*Work instruction*.
The reply should hold every line of the data, unchanged and complete.

++++ Provided records

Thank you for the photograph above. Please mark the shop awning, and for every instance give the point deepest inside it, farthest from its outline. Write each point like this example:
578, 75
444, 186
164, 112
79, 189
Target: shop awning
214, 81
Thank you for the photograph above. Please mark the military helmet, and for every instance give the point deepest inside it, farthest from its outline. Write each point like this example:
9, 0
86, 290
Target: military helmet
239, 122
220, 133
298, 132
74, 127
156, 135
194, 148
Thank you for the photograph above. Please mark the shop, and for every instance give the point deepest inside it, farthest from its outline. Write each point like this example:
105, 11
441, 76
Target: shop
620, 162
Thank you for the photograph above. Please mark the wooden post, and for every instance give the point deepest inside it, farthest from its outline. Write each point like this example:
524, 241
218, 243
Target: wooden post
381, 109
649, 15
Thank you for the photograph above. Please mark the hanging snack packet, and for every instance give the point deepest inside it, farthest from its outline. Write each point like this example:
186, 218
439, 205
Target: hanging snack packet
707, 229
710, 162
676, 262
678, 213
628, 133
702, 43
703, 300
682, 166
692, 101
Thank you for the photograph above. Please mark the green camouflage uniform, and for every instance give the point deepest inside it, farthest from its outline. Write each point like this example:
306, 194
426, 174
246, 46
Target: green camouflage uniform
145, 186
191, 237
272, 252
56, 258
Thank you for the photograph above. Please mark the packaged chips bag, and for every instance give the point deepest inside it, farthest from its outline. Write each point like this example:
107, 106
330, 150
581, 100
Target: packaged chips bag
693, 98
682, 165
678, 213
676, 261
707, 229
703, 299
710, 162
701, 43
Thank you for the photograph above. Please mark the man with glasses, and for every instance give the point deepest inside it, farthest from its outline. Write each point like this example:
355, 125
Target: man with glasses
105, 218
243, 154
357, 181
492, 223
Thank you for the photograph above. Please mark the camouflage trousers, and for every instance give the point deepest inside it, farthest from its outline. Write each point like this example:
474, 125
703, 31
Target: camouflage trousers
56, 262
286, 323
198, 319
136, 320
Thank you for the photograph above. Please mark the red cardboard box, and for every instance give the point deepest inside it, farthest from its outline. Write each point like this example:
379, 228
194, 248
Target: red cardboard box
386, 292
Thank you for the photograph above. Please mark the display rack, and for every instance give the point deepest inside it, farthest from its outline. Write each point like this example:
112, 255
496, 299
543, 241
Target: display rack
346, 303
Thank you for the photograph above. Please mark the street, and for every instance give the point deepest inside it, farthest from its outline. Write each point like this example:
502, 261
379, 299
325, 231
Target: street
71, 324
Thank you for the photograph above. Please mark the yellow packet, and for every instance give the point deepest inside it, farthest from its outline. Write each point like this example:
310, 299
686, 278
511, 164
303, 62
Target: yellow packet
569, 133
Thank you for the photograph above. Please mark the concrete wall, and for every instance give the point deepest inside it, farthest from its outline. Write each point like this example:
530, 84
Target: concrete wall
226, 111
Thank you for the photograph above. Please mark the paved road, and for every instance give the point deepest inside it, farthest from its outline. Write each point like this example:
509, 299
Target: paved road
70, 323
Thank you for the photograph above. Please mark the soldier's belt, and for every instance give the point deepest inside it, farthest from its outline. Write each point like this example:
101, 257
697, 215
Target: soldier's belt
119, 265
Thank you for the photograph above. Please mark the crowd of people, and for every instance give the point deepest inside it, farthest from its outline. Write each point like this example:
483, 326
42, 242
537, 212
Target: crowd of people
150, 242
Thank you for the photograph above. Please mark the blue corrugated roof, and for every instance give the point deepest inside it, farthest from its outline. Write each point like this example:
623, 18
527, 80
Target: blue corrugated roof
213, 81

++++++++

*Written answer*.
Thank you for the photograph above. Please mark the shop awning, and for every instance give the point deepest inside it, farthest from its outline. Write each point like this example:
578, 75
444, 186
164, 112
79, 189
Target: shop awning
214, 81
Thank you for the photograph above. Please mark the military helmet, and for every instance give the point deepest inside it, farthest from its outline. Write each point like this example:
9, 0
86, 290
Target: military helmet
239, 122
220, 133
298, 132
74, 127
156, 135
194, 148
Thank you for the photograph above. Please mark the shop, and for every instance give the point deepest inside it, farthest from its outline. Write each point like this example:
105, 11
441, 76
Target: shop
620, 162
Thank you for the photograph above. Please mark the wooden post, and for every instance give the point deepest inside it, farthest from its outline. Write each point like this example:
524, 241
218, 243
Target: wooden post
381, 109
649, 15
Thank you for the photograph above. Please mark the hanging snack packet, and for every instance give the point deepest inside it, farthest from its outline. Write each point like this example:
186, 218
439, 205
Target: hanging snack packet
707, 229
710, 162
676, 262
678, 213
628, 133
702, 43
703, 300
682, 166
692, 101
Thank you for the photograph above. Please mark the green camouflage uniform, and for every instance give the point deepest inside it, farthest from its outline. Write each point like this example:
306, 194
426, 174
246, 46
Target: green camouflage uniform
145, 186
191, 237
272, 252
56, 258
Thank you for the photograph above. Please mark the packaged chips bag, and for every instance give the point deepest inside it, farthest from its outline. Write each point like this example:
107, 106
330, 150
581, 100
Target: packaged chips bag
693, 98
682, 165
678, 213
676, 261
707, 229
703, 299
710, 162
701, 43
Thank you for the photograph above. Please mark the man with glasses, and for every instance give the point deepest inside it, farthest from its outline. Write each point like this example:
355, 125
Target: man with glasses
105, 218
243, 154
357, 181
492, 223
Thank you for the photograph above. Please mark the camouflage trousers, and for every instance give the point deepest inside it, farthest from its outline. Write each point like this example:
474, 125
703, 31
Target: camouflage trousers
56, 262
286, 323
198, 319
136, 320
Thank you for the photograph above. Please mark the red cardboard box, and for every instance give the point deepest inside it, farthest from its outline. Write each point like this example:
379, 228
194, 248
Target: red cardboard box
386, 292
Thank you for the photograph above. Please mark the display rack, and for every instance give the point deepest inside it, farthest from its outline. Write each point like this example:
112, 255
496, 299
543, 241
Target: display rack
346, 303
Thank you for the photograph above. Please mark the street, and for every instance give the point deepest inside it, farthest from its outline. Write each point like this example:
502, 261
379, 299
325, 231
Target: street
71, 324
Thank you for the photograph above. Please mark the yellow packet, and for every instance give the point deepest inside it, farthest from its outline. Write each point like this example:
310, 299
686, 278
511, 164
303, 62
Target: yellow packet
569, 133
Thank you for the photograph above. Please mark the concrete wall, and for every instance give the point deepest inside it, farthest from its outline. Write each point like this example:
530, 84
Target: concrete wall
226, 111
Thank you for the photograph above. Please mark the paved road, and for every instance give the point deepest inside it, farthest from its outline. Write each point like this example:
509, 299
Target: paved road
70, 323
Thank you for the photograph above. Please mark the soldier's belt, and for every instance give the point deepest inside it, farthest from its outline. Write each point like this example:
101, 257
697, 215
Target: soldier's belt
119, 265
Thank you for the photograph above. Please mark the crowd of people, and for every instance give the point deepest inside it, farthest from its outline. Write each point like this example:
483, 326
42, 242
537, 212
Target: crowd of people
150, 242
Thank you for the photograph above. Please mark the blue corrugated roof, and for every instance give the point deepest inside it, farthest from its outline. Write each point like this example:
623, 18
527, 80
Target: blue corrugated roof
213, 81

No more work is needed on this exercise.